____ Stored data

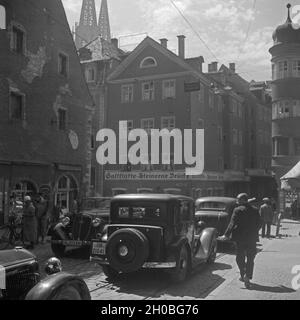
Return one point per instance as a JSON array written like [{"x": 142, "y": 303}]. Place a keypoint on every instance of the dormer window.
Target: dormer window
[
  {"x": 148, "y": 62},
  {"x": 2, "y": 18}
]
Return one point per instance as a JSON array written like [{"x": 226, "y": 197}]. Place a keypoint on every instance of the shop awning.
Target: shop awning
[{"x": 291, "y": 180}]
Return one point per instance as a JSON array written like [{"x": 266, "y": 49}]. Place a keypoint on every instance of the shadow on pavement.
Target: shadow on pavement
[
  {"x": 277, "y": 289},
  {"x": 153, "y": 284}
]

________
____ Stored data

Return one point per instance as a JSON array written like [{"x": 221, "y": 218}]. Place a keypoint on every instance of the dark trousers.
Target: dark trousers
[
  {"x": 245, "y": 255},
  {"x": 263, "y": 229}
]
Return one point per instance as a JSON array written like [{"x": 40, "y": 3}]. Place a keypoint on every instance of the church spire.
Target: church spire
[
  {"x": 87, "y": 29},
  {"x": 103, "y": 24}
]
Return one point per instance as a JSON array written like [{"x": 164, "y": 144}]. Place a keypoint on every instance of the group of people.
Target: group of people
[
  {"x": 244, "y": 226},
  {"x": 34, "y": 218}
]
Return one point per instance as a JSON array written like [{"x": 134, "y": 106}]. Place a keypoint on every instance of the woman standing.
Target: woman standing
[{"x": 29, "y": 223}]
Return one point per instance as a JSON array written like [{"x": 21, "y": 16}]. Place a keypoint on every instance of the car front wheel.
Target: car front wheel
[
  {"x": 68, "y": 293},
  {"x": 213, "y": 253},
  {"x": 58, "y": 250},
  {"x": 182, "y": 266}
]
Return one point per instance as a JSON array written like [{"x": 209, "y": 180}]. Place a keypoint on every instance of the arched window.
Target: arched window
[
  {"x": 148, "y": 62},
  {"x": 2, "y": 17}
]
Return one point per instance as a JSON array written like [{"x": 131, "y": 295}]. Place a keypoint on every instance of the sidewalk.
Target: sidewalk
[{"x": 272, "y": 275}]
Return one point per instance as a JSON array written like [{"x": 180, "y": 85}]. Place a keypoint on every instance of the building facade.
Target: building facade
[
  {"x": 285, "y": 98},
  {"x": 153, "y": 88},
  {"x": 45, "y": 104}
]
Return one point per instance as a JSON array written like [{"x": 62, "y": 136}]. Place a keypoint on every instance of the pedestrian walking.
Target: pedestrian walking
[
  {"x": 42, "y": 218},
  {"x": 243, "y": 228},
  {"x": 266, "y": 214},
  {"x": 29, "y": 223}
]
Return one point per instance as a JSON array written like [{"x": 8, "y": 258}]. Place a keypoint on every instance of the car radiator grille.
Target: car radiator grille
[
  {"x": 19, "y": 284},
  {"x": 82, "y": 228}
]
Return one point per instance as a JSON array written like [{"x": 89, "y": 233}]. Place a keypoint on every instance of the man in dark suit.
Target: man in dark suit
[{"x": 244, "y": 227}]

________

*Problem requirements:* Which lines in the data above contain the word "trousers"? Select each one and copy it out, matching case exactly.

*Result:*
Return one point per instance as a JSON array written like [{"x": 221, "y": 218}]. Place a keypoint on every instance of the dark trousers.
Target: dark trousers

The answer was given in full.